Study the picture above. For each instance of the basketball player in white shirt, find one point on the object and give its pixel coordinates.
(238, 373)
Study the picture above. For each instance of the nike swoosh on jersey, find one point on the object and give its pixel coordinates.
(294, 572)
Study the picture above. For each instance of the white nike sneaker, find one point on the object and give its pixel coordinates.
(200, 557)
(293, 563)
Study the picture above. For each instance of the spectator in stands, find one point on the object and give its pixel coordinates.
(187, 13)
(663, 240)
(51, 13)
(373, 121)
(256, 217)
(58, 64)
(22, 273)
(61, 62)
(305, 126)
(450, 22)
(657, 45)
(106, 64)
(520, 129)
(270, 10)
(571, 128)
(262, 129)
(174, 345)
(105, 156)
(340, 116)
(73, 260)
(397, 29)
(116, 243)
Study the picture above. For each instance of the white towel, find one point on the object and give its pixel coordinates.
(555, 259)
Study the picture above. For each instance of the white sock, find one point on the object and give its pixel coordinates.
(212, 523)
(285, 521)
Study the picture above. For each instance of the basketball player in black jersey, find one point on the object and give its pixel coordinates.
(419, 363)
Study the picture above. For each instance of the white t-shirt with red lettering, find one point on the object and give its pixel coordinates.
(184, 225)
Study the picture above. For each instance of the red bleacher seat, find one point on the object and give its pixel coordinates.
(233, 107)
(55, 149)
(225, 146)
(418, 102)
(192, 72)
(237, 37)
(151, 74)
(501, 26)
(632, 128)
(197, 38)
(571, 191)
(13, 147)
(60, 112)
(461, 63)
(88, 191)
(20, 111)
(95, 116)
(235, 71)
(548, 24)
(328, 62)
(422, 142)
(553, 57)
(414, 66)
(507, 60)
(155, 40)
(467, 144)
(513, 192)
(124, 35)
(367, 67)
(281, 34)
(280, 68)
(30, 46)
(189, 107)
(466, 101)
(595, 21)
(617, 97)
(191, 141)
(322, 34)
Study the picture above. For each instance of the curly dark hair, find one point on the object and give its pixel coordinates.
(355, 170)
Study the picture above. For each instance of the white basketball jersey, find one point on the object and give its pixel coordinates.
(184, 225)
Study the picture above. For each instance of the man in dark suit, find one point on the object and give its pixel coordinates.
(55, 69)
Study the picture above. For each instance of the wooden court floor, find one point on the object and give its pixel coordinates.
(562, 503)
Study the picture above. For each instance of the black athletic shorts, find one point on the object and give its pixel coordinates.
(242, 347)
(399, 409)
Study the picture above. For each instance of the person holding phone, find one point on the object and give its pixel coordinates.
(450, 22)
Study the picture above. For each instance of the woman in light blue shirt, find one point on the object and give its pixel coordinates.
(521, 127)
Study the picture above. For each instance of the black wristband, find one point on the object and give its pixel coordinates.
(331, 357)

..............................

**Requirements**
Write out all of the records above exactly as they appear.

**Final result**
Study the picture above. For each instance of the basketball player in white shirt, find one point on the object and give its pixel coordinates.
(238, 373)
Study the picture above. For each instance of the nike swoosh on jersey, find one point on the object and give its pixel coordinates.
(294, 572)
Study the picture above. For each instance of the white nike sneaker, find one point on the object and give its pixel coordinates.
(200, 557)
(293, 563)
Study the picture above. For each instance of the spectator in stands, find one point on the object and give its pixel coordinates.
(187, 13)
(663, 240)
(51, 13)
(373, 121)
(256, 217)
(58, 64)
(22, 273)
(61, 62)
(305, 126)
(450, 22)
(657, 45)
(106, 64)
(520, 129)
(270, 10)
(571, 128)
(262, 129)
(174, 345)
(105, 156)
(340, 116)
(73, 260)
(397, 29)
(116, 243)
Study the picture above. For each instance of the white towel, find one point on the object and give its pixel coordinates.
(555, 259)
Study the picture above. For each instance of the white sock, find one point on the object and give its pixel coordinates.
(212, 523)
(285, 521)
Study the picture above. For each instance of the basketball player in black jersey, find one point on the object and give its pixel coordinates.
(419, 363)
Study the picture above. For each instance of the white t-shirt with red lettering, find one point on the object and give its pixel coordinates.
(184, 225)
Study the picture above. For each instance of the red bleacher seat, find one point on the object and give its pixel coordinates.
(233, 107)
(55, 149)
(225, 146)
(418, 102)
(192, 72)
(237, 37)
(151, 74)
(501, 26)
(632, 128)
(197, 38)
(571, 191)
(13, 147)
(60, 112)
(461, 63)
(88, 191)
(20, 111)
(95, 116)
(235, 71)
(548, 24)
(328, 62)
(422, 142)
(553, 57)
(414, 66)
(507, 60)
(155, 40)
(467, 144)
(513, 192)
(124, 35)
(367, 67)
(281, 34)
(280, 68)
(30, 46)
(189, 107)
(466, 101)
(595, 21)
(617, 97)
(191, 141)
(322, 34)
Study the picture above. For each instance of the curly dark hair, find one point on the object and give its pixel coordinates.
(355, 170)
Study the picture above. For each instance of the white basketball jersey, find one point on the object and give its pixel coordinates.
(184, 225)
Study the picture above. For each instance of the man in dark suit, find one point on the object and give its pixel coordinates.
(55, 69)
Study the picture above. For each instance of the wooden court floor, find one point on the object and give its pixel coordinates.
(562, 503)
Study the picture above. For each instance of the black athletic shorts, find one point on the object and give its pixel coordinates.
(242, 347)
(399, 409)
Study the picture above. For each instance of the person holding phone, find one point on the object and give its pixel coordinates.
(450, 22)
Study the picture above. For each instance of the woman in light blue shirt, find one point on the object and give its pixel coordinates.
(521, 127)
Study the picture above. For each instance of the black wristband, find one point on the object and give its pixel coordinates.
(331, 357)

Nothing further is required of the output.